Full Custom Cabinetry-

“Custom” is probably the most over-used term in the kitchen cabinet business.  Almost as cliché as the word “sale” in the car business.  Nevertheless, it has a legitimate place here.  Often considered the ultimate and most expensive way to go for a new kitchen – remember, you get what you pay for – when properly designed these kitchens are at the top of the heap.  Manufacturers of custom cabinetry have plenty of door styles to choose from.  Some will even build doors to your designer’s specifications if need be.  Plan on looking at lots of finish samples too.  And if you don’t see one you like, a custom finish can be created just for your kitchen. Stain and paint matching, glazing and distressing are common finish options as well.  Sizing is no problem; good custom manufacturers subscribe to the philosophy “if you can design it, we can build it”.  In addition to expanded molding offerings beyond Semi-Custom, most Custom manufacturers will allow the kitchen designer to specify moldings and carvings provided by third-party suppliers, and then finish them to match the cabinetry making the design possibilities even broader.  The fabrication process for products at this level can be time consuming due to the fact that many of the critical operations such as sanding, finishing and assembly involve plenty of skilled manual labor for which there is no substitute.  Finer quality materials, superior construction methods, and hand-crafting techniques all add up to an exceptional finished product.

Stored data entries
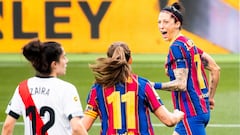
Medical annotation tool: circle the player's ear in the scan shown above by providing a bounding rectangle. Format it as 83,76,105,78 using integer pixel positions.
128,57,132,64
51,61,57,69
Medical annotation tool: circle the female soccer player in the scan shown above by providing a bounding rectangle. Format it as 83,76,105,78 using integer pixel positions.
2,39,87,135
82,42,184,135
153,3,220,135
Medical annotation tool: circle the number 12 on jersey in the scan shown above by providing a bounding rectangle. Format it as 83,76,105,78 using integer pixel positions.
107,91,136,129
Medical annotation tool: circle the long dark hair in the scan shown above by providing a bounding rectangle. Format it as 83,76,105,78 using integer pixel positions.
22,39,63,75
89,42,131,87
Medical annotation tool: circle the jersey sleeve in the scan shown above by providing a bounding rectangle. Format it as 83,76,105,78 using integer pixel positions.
84,87,98,119
168,42,187,69
63,85,83,120
145,83,163,112
5,87,24,119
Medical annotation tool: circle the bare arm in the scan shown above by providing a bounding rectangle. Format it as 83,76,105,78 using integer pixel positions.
70,117,88,135
81,115,95,131
154,105,184,127
2,115,17,135
201,53,220,109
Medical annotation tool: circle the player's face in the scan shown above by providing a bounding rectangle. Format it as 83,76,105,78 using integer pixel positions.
158,12,179,41
56,50,68,76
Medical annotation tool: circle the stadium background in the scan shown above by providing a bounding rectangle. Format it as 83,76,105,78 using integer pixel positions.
0,0,240,54
0,0,240,135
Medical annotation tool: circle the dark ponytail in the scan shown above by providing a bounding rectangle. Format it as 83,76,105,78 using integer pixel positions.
162,2,185,25
23,39,63,75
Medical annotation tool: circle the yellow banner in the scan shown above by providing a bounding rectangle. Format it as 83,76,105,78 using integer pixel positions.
0,0,229,53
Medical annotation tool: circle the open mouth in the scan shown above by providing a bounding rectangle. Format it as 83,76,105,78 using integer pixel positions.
162,31,167,35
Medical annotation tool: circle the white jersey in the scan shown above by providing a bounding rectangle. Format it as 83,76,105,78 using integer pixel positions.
6,77,83,135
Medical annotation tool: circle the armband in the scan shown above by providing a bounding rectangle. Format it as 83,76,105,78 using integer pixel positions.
154,82,162,89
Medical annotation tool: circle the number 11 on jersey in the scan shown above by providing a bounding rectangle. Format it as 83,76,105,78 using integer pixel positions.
107,91,136,129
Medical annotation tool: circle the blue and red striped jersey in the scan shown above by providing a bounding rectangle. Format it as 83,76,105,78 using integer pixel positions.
85,75,163,135
165,35,209,117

# BRIEF 1
According to the custom cabinetry text, which finish options are common?
# BRIEF 2
Carry on the custom cabinetry text from its final sentence.
These items come from a different source than the text.

# EXERCISE OUTPUT 1
Stain and paint matching, glazing and distressing.

# EXERCISE OUTPUT 2
Local Custom Cabinetry-

Product in the local custom category can go far beyond kitchen cabinetry into the area of architectural millwork including such items as fireplace surrounds, built-in library bookcases, custom bars, built-in wall units and even some furniture pieces.  Local interior designers and architects frequently use Local Custom shops when projects require them to work more closely with the fabricators to achieve desired results.  Local shops provide the ability to work with exotic woods and veneers and offer specifiers the potential to coordinate materials and finishes throughout the home.  Most local shops will also work directly with homeowners.  If you are considering this option it’s important to do your homework.  Local shops will vary dramatically– anything from one person in a garage with a table saw to large professional facilities with the latest equipment and dozens employees.  Pricing can be all over the map as well.  The bottom line here is, do your homework, check references and know whom you’re dealing with.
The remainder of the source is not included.